»»

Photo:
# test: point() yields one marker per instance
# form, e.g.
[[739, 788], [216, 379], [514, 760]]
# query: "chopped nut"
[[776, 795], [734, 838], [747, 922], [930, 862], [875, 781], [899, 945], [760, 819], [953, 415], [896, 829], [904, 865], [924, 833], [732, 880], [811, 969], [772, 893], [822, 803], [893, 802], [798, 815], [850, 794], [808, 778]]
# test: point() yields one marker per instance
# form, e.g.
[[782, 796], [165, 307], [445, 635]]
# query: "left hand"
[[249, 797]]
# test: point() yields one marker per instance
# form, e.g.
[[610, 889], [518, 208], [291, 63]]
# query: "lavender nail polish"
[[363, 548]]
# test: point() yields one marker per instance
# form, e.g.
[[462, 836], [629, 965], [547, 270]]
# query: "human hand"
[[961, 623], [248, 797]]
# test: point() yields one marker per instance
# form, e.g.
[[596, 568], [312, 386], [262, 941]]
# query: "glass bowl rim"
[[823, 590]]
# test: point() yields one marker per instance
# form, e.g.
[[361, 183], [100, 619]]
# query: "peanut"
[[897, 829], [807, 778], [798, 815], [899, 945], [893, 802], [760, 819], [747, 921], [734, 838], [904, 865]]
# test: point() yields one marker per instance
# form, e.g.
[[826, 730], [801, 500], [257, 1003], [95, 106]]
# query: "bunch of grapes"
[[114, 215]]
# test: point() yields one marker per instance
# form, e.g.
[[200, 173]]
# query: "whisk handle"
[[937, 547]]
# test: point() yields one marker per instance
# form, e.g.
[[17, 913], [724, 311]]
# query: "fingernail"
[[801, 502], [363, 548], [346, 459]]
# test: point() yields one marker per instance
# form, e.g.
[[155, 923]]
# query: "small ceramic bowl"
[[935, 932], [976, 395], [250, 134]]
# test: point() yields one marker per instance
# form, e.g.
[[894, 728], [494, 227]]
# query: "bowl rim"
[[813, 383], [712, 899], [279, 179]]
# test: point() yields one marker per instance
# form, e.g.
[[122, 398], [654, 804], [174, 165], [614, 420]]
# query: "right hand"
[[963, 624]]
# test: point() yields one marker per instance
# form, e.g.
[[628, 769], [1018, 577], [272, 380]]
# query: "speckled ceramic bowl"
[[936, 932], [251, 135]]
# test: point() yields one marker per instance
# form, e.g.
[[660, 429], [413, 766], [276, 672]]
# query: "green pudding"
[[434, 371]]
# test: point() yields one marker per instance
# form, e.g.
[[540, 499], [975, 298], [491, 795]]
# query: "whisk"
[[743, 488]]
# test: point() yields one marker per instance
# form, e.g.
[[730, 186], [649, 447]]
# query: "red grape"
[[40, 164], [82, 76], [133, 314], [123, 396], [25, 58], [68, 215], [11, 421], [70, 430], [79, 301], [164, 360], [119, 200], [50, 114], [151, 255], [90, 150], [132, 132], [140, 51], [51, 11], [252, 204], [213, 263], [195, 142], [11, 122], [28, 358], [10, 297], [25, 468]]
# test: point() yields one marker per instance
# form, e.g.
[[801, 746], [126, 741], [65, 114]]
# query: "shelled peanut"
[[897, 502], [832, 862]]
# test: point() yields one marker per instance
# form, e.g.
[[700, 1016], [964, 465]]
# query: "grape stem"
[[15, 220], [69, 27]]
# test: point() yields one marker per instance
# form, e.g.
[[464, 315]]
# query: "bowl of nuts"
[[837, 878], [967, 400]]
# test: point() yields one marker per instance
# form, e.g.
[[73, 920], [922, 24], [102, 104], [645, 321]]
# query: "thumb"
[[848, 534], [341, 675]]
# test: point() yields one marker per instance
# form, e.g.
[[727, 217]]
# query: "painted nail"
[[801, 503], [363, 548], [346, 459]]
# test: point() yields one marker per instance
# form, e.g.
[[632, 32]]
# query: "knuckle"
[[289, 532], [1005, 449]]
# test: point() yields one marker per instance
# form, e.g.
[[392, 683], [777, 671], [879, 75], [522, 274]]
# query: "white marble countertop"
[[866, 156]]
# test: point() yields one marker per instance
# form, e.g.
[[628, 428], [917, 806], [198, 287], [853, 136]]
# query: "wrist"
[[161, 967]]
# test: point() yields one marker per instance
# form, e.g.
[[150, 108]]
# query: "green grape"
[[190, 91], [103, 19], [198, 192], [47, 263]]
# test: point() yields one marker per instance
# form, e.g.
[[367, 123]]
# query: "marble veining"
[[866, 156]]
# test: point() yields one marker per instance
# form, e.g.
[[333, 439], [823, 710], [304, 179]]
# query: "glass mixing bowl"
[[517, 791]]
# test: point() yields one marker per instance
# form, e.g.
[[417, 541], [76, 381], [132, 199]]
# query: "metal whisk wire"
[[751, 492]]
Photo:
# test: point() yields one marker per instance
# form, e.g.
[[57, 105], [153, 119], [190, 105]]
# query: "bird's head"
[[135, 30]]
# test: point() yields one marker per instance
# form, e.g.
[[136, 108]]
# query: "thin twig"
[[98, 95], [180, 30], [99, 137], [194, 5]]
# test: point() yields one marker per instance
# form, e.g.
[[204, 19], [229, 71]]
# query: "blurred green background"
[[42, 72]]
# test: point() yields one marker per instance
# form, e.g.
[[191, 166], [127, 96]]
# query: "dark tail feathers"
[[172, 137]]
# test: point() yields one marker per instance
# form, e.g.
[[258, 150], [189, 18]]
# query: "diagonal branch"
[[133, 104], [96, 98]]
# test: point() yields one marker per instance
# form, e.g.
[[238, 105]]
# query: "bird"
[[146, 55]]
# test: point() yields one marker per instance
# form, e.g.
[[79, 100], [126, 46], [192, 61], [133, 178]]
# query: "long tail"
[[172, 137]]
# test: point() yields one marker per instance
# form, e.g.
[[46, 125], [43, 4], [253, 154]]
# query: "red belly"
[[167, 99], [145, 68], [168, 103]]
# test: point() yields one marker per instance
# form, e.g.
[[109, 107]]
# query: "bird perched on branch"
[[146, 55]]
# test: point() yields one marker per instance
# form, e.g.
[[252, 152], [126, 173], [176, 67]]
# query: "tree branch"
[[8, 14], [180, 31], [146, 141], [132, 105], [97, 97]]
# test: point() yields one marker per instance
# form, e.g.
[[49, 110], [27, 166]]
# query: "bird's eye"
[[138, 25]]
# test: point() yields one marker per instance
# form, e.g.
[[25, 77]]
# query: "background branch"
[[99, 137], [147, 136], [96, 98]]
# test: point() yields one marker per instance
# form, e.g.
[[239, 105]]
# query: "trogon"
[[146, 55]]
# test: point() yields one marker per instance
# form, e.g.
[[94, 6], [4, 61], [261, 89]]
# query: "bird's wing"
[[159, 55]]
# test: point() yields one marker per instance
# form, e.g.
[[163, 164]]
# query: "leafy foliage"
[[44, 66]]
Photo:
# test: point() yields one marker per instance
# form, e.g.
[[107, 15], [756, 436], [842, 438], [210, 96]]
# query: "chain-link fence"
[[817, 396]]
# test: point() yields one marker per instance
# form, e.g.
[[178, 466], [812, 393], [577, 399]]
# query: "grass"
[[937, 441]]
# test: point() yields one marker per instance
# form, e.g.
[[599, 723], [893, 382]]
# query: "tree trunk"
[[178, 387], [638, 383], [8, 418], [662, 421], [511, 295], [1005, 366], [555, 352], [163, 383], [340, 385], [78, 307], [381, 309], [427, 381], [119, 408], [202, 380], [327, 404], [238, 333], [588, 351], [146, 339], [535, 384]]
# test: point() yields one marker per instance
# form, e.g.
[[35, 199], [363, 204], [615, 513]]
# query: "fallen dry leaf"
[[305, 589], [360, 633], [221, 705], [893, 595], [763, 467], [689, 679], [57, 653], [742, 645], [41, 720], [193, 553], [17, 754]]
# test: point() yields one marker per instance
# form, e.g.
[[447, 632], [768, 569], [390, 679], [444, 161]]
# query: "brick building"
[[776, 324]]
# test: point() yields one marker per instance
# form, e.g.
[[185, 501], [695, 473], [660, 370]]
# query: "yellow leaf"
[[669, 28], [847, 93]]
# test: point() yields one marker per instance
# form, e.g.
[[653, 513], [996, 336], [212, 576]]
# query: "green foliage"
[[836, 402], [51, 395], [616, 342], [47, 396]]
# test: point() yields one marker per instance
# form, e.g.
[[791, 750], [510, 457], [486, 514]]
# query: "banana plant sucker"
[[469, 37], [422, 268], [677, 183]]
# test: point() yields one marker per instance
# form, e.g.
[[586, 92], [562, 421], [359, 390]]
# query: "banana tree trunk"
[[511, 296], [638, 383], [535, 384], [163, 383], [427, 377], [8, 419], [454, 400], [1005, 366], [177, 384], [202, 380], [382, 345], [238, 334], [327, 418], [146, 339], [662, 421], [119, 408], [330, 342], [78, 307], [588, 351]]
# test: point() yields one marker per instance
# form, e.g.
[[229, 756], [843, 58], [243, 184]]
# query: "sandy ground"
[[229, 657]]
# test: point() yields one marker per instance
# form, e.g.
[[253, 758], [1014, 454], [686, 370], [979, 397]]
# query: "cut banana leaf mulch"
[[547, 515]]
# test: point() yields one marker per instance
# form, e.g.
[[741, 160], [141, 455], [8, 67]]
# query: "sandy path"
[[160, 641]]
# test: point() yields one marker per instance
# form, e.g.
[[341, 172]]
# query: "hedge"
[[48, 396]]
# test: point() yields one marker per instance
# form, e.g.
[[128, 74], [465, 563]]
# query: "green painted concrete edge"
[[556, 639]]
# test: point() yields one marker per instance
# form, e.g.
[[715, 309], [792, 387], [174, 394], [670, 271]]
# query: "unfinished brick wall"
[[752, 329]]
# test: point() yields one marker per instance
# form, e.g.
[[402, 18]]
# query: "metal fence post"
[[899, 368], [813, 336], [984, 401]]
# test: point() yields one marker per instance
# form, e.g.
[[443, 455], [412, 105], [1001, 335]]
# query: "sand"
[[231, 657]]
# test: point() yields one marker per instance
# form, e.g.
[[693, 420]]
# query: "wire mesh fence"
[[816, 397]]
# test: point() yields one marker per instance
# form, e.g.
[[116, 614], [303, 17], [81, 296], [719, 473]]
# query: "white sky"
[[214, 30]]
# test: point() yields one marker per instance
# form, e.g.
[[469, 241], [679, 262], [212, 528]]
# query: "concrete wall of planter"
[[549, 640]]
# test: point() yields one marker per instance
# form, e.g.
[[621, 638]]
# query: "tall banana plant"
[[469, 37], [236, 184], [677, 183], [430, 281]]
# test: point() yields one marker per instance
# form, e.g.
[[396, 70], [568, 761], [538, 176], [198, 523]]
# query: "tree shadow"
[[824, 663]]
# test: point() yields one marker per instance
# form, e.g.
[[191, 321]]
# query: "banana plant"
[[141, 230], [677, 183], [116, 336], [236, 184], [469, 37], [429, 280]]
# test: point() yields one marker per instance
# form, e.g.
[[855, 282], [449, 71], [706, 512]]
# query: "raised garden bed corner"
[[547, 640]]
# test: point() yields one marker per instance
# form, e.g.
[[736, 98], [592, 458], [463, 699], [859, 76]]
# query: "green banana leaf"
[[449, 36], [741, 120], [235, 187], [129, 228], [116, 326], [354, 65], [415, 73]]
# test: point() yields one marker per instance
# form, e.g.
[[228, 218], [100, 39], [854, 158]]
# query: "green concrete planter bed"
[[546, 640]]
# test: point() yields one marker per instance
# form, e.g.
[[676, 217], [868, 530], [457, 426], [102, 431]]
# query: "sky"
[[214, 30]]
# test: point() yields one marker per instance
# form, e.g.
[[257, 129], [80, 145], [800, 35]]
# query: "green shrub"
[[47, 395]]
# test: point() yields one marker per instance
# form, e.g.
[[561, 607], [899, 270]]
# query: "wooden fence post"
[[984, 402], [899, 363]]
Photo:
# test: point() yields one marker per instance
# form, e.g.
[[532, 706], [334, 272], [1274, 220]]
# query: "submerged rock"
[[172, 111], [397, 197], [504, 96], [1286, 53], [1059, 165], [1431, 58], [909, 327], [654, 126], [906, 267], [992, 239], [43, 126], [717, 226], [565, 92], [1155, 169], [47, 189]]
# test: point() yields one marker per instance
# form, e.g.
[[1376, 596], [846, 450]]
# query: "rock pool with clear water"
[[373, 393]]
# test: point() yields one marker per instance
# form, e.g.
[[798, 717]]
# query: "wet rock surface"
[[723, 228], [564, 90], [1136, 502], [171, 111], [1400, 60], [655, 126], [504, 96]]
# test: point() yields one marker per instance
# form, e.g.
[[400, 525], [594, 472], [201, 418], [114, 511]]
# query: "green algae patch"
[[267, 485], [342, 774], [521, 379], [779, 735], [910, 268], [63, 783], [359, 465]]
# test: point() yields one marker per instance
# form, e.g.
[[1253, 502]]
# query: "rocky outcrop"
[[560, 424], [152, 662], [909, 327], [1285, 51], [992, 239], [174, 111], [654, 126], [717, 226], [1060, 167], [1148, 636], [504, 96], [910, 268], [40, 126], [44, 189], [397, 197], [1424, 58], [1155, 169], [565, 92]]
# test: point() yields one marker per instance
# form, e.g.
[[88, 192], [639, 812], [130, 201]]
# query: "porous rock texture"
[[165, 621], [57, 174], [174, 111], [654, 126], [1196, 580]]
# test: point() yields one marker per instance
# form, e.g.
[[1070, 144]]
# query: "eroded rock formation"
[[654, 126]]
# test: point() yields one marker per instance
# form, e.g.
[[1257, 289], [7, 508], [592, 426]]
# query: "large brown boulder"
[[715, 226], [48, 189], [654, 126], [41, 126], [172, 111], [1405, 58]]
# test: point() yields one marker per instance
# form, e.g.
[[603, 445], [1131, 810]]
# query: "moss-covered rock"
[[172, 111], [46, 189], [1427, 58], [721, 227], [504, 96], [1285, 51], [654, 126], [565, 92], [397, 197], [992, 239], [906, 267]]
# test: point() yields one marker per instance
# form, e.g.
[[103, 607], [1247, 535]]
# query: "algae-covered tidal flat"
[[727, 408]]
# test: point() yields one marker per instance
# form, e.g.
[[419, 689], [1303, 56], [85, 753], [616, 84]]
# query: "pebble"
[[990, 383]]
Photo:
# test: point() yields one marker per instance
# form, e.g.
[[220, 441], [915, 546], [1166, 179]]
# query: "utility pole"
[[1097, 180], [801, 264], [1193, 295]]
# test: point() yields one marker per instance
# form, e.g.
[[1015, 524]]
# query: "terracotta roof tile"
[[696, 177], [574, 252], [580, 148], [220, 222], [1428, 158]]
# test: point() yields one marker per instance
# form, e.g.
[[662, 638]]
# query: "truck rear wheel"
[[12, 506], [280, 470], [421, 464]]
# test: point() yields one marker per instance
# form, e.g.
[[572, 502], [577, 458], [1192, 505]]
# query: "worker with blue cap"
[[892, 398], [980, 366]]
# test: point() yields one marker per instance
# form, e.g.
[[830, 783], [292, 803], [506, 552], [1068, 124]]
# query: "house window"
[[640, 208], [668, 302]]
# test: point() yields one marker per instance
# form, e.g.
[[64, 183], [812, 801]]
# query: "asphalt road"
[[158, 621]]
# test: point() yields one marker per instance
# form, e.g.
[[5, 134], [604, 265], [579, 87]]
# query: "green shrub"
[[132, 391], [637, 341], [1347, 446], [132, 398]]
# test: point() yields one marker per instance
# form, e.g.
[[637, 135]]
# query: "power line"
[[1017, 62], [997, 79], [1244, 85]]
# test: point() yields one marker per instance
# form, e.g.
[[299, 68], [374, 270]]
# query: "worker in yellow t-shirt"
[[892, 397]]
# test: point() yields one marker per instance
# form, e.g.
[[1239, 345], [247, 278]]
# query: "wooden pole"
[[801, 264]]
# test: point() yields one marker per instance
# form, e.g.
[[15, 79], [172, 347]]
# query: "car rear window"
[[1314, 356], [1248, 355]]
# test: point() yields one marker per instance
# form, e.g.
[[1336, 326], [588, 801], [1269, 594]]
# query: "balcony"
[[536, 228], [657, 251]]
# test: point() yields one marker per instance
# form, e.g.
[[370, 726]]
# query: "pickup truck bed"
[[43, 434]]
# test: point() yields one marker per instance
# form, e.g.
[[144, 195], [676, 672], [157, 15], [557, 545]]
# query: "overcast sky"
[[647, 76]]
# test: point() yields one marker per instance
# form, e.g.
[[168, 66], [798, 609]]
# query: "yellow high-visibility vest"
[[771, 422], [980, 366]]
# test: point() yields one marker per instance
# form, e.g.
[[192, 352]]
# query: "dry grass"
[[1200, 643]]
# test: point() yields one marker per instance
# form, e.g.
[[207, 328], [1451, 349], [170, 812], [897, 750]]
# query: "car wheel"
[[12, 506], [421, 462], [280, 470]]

««

Pull out every line of the rows above that contains the word "covered".

RESULT OF THE EXERCISE:
# query: "moss-covered rock"
# query: "algae-covered tidal flat"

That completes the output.